▶ **Exercise data**:

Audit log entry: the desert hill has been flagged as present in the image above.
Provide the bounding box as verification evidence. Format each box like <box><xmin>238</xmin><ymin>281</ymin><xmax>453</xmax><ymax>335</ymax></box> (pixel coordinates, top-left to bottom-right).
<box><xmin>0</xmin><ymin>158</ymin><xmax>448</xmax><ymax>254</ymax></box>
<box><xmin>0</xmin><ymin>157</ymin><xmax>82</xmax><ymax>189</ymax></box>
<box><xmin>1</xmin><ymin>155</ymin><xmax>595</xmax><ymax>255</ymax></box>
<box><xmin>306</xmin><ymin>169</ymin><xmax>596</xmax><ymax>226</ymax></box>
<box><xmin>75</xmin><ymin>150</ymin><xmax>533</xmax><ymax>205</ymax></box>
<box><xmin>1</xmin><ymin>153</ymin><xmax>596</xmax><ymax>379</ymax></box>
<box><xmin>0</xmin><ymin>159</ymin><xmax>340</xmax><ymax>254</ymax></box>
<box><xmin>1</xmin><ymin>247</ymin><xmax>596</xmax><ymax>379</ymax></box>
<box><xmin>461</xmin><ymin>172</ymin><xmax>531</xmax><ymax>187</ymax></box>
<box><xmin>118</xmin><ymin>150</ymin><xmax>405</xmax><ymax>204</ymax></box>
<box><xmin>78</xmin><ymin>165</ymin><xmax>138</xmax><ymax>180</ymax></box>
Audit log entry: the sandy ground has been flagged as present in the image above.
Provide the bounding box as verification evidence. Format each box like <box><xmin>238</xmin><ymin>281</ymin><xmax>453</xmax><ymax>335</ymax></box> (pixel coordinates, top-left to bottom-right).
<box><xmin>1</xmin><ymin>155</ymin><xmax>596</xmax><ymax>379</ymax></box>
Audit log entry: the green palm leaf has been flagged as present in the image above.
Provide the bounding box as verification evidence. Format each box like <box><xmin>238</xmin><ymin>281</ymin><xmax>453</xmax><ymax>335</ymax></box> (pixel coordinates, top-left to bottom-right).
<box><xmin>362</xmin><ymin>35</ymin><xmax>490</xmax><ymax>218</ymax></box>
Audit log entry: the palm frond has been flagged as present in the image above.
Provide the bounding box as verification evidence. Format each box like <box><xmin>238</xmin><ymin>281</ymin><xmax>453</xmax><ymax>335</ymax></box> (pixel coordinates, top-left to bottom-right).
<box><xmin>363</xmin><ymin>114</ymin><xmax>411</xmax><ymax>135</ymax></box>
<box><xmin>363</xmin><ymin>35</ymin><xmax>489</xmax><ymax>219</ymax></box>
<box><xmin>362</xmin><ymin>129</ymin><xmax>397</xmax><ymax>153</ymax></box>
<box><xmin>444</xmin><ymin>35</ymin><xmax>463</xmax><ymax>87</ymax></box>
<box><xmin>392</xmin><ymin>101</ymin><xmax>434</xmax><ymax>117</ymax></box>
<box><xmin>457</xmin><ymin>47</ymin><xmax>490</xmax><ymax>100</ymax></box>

▶ **Task prompt**: If a line in the records above holds the string "flagged", copy it.

▶ **Response to the task**:
Audit log entry: the desert hill has been flagged as present in the image above.
Audit log entry: the sandy ground has been flagged as present in the image above.
Audit log entry: the green palm leaf has been flagged as present in the image above.
Audit log entry: the palm frond has been flagged as present in the image above.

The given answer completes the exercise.